### DOCUMENT EXCERPT
______________________________
Amid the coronavirus crisis, foreign policy debates in Washington are coming to center around the future of America’s relationship with Beijing. While a casual reading of American media would suggest a traditional divide along partisan lines, with Republicans favoring a more hawkish posture and Democrats a more dovish one, a closer examination showsconvergence— around an increasingly hawkish stance.
CONGRESS AND THE ADMINISTRATION SPEARHEAD INQUIRIES
On May 5, Secretary Pompeo laid out a case for a new investigation into the origins of the virus, saying, “It is pretty clear that at the front end of this the Chinese Communist Party misled the world...China covered up the outbreak in Wuhan. Its National Health Commission ordered virus samples destroyed on January 3rd. China ‘disappeared’ brave Chinese citizens who raised alarms. It deployed its propaganda organs to denounce those who politely called for simple transparency.”
As far back as March, Republican Senator Tom Cotton, who had been warning of the dangers posed by the coronavirus since January, has introduced new legislation calling for a repatriation of the American medical supply chain out of China. In the Senator’s words, "The Chinese Communist Party has threatened to cut off America's access to vital drugs in the midst of a pandemic caused by its own failures. It's time to pull America's supply chains for life-saving medicine out of China and make the CCP pay for contributing to this global emergency,"
DEBATE WITHIN THE DEMOCRATIC CAMP
Given that the dynamic of a presidential election year produces a strong political incentive for the opposition party to oppose new policy initiatives by the current administration, opposition to these initiatives has been relatively mild. Early in the crisis, President Trump’s travel ban on China was met with criticism from some Democrats as enabling bias against Asian Americans. “In our response we can’t create prejudices and harbor anxieties toward one population,”Democratic representative Ami Bera said. Kaiser Kuo, Democratic-leaning editor at large of the website SupChina, expressed fears of a “race to the bottom,” in which “Asian Americans will suffer even more terribly from racism.”
______________________________
### PROVIDED DATA
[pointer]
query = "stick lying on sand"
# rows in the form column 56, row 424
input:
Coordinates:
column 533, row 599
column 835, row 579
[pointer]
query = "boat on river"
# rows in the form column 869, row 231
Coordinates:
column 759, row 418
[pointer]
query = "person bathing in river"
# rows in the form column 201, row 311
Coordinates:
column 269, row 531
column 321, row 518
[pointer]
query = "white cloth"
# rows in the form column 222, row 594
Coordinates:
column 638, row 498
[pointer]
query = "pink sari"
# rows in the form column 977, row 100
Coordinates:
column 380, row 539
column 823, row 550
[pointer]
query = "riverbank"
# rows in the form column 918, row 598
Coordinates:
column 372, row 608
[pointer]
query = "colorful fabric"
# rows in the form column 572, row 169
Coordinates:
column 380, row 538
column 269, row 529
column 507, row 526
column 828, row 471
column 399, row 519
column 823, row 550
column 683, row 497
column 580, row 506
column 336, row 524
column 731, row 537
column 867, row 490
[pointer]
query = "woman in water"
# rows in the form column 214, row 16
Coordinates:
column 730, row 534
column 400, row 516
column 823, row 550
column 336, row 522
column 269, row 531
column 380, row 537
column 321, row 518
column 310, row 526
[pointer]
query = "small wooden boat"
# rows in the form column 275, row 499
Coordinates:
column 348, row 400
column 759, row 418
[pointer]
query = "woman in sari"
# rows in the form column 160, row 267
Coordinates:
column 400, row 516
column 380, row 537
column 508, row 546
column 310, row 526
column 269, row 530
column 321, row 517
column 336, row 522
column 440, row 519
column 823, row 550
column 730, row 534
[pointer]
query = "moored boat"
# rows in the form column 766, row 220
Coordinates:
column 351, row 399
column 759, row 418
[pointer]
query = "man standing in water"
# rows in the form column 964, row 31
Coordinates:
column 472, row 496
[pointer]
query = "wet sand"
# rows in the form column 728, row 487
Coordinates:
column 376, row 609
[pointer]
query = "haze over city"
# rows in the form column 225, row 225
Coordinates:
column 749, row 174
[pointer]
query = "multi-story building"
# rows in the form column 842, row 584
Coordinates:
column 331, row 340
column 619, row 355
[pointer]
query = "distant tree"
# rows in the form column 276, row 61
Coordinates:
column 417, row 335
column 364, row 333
______________________________
### WHAT THIS EXERCISE ASKS
[A] Copy the part of the text on U.S. policy toward China that begins at "Amid the coronavirus" and stops after "increasingly hawkish stance.", word for word.
[B] According to the text on U.S. policy toward China, what did China's National Health Commission order on January 3rd?

### ANSWERS TO EACH TASK
[A]
Amid the coronavirus crisis, foreign policy debates in Washington are coming to center around the future of America’s relationship with Beijing. While a casual reading of American media would suggest a traditional divide along partisan lines, with Republicans favoring a more hawkish posture and Democrats a more dovish one, a closer examination showsconvergence— around an increasingly hawkish stance.

[B] It ordered virus samples destroyed.